## ZADANIA I ĆWICZENIA
1. Czego według fragmentu pozbył się teraz K3b?
2. Przepisz z fragmentu tekst, zaczynając od słów "Jeszcze takie coś" i ciągnąc aż do słów "może sprawiać HAL.".

Raczej stawiał bym na problemy z HAL. Wcześniej działało wszystko bez problemu. Teraz K3b pozbył się k3bsetup (do nadawania uprawnień). Chyba, że winne są temu moje ostatnie zabawy z grupami. Zobaczę na root.

EDIT:

Dla DVD pisze po prostu Błąd zapisu, a takie coś pojawia się w wyjściu debugowanym:

http://rafb.net/p/8cKTtn70.html

Jeszcze takie coś dla pomocy:

# cat /usr/src/linux/.config |wklej

# dmesg |wklej

$ groups |wklej

Wiem o tym, że kryształowe kule bardzo często się psują, a ich serwis jest bardzo drogi, jednak miałem nadzieję, że ktoś rzuci hasłem jakie dokładnie informacje są potrzebne, tak jak ta podpowiedź, że błędy może sprawiać HAL.

## Surowe rekordy
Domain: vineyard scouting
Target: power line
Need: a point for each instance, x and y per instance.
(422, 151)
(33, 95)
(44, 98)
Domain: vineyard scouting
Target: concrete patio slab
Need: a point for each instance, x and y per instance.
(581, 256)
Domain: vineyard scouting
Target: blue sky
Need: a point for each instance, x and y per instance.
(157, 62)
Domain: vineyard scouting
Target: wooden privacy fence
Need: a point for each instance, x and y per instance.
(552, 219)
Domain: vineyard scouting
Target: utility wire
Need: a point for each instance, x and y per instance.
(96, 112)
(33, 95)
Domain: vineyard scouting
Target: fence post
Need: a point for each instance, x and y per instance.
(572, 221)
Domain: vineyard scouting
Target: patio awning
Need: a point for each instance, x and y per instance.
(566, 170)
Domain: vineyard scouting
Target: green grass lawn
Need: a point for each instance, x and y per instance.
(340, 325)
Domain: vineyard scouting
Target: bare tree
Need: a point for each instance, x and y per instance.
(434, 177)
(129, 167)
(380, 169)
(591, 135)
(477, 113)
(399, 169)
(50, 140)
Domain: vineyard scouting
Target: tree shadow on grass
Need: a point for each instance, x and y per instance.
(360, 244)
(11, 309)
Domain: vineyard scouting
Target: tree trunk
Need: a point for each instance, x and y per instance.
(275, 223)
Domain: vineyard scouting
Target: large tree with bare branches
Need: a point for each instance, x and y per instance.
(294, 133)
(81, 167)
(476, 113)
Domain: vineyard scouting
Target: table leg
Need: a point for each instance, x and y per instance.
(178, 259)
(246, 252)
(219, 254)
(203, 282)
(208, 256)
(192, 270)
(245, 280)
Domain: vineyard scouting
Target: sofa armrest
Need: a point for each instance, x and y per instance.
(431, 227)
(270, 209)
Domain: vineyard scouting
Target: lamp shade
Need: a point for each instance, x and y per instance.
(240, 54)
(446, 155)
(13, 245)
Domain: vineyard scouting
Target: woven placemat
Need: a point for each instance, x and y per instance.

## ROZWIĄZANIA ZADAŃ
1. K3b pozbył się k3bsetup, służącego do nadawania uprawnień.

2.
Jeszcze takie coś dla pomocy:

# cat /usr/src/linux/.config |wklej

# dmesg |wklej

$ groups |wklej

Wiem o tym, że kryształowe kule bardzo często się psują, a ich serwis jest bardzo drogi, jednak miałem nadzieję, że ktoś rzuci hasłem jakie dokładnie informacje są potrzebne, tak jak ta podpowiedź, że błędy może sprawiać HAL.